Data entries

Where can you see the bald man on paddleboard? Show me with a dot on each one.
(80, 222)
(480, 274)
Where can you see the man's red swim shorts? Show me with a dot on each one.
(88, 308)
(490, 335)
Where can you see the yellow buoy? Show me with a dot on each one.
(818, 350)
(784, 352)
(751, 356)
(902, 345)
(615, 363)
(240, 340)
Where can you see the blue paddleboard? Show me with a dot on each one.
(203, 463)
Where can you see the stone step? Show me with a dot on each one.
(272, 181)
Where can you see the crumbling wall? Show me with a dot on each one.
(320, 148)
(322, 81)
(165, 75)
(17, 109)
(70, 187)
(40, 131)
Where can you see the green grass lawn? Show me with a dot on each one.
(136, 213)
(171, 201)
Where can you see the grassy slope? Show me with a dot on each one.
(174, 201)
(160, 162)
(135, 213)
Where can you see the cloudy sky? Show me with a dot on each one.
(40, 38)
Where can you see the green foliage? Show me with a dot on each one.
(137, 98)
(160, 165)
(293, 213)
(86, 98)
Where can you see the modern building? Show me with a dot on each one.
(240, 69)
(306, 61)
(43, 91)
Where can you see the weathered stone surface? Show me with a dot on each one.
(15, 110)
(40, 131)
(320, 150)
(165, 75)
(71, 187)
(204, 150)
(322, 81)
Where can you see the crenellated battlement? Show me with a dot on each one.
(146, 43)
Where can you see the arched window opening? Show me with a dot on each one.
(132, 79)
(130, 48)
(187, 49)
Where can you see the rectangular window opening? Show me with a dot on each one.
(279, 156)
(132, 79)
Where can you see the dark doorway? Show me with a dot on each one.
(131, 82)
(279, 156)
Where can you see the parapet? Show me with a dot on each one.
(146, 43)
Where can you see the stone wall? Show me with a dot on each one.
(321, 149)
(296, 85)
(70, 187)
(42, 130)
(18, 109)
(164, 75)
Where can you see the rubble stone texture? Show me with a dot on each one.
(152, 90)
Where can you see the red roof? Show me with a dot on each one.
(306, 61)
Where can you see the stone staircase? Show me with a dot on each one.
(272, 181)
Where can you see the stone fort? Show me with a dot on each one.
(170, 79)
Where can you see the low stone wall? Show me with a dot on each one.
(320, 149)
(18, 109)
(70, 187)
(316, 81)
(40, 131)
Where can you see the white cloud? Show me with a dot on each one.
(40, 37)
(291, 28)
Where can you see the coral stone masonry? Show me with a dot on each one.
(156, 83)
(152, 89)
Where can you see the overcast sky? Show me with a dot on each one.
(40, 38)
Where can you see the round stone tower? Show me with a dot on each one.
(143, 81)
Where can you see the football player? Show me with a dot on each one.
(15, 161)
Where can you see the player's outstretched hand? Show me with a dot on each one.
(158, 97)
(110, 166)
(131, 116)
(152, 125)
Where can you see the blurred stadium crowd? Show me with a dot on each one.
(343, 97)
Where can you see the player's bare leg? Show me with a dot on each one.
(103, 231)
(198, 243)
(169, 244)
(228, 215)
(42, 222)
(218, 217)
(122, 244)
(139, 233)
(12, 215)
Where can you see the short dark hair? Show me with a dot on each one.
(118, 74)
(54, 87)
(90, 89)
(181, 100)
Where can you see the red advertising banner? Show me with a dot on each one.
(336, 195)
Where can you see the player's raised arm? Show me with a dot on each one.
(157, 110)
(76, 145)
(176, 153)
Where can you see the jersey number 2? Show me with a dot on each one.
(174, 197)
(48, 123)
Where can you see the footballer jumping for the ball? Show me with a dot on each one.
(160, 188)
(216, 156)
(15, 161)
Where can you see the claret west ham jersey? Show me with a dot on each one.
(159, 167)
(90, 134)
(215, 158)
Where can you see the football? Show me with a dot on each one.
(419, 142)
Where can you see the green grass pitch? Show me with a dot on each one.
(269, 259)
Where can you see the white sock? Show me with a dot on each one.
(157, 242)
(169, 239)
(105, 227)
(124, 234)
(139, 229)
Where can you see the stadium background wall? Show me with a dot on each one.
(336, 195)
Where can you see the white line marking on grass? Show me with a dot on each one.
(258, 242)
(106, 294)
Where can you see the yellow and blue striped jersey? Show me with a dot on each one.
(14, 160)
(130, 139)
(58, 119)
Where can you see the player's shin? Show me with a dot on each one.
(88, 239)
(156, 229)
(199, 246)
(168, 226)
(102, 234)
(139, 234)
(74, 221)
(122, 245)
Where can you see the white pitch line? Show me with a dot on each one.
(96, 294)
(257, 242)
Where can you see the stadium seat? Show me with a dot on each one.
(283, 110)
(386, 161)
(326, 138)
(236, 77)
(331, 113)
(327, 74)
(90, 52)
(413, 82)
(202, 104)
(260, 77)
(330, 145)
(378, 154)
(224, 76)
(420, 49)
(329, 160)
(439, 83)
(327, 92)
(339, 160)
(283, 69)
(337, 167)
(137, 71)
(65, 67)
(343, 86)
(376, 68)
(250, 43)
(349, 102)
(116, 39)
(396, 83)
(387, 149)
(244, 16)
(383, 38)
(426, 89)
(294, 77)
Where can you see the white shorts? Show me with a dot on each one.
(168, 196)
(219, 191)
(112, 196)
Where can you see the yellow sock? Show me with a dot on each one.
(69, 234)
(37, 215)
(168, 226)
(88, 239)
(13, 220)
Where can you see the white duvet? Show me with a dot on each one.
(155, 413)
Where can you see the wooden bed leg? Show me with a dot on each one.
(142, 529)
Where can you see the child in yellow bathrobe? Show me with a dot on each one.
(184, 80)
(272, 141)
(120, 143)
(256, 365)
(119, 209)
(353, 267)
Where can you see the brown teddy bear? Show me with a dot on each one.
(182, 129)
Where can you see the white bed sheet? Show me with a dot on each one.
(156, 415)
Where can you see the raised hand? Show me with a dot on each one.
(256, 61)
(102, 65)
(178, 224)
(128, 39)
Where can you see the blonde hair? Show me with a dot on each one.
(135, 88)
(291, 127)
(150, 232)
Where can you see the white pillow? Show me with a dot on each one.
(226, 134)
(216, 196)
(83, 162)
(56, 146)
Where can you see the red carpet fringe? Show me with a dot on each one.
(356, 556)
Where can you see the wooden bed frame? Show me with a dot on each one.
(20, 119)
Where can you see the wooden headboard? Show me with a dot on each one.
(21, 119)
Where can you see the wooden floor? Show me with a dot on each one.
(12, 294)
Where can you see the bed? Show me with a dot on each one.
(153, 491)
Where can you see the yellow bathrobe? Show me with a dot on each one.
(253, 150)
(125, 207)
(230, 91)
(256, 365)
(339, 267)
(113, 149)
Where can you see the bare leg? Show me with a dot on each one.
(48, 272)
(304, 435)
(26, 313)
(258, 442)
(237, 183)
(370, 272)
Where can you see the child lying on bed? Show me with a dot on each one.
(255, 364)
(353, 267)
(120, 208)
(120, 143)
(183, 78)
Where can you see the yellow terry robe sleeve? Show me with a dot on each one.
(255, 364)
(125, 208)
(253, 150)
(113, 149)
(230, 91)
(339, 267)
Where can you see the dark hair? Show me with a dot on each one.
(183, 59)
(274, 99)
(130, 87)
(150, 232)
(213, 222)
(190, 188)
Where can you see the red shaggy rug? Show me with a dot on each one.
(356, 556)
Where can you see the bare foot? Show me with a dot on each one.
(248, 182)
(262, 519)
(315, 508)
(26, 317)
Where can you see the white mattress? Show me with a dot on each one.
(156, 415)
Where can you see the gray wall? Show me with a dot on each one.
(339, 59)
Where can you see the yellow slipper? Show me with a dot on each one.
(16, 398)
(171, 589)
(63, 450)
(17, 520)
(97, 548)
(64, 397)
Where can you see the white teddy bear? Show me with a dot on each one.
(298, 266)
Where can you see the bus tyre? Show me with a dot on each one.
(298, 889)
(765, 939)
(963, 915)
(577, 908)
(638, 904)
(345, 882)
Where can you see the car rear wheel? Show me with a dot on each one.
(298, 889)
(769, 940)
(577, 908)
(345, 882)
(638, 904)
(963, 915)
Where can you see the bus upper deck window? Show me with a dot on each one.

_Short problem_. Starting at the line that contains "Where can you see the dark hair?", quote each remaining line of the entries above, unchanged.

_Task response_.
Where can you see the dark hair? Show me with a dot on each one.
(183, 59)
(274, 99)
(130, 87)
(150, 232)
(213, 222)
(190, 188)
Where can you see the red shaggy rug? Show me with a dot on each one.
(356, 556)
Where can you see the bare foot? Show me with a dot on each one.
(248, 182)
(262, 519)
(315, 508)
(26, 317)
Where can you see the white mattress? Show me with a dot on each one.
(156, 415)
Where can you see the gray wall? Show me with a dot on each one.
(339, 59)
Where can you see the yellow slipper? Show me with a dot on each one.
(16, 398)
(171, 589)
(63, 450)
(17, 520)
(97, 548)
(64, 397)
Where can you see the white teddy bear? Show me with a dot on each one.
(298, 266)
Where can you see the bus tyre? Show me with a dot on each one.
(298, 889)
(765, 939)
(963, 915)
(577, 908)
(638, 904)
(345, 882)
Where can you see the car rear wheel? Show me with a dot on each one.
(298, 889)
(769, 940)
(577, 908)
(345, 882)
(638, 904)
(963, 915)
Where can you see the bus upper deck window? Show me with a dot on each one.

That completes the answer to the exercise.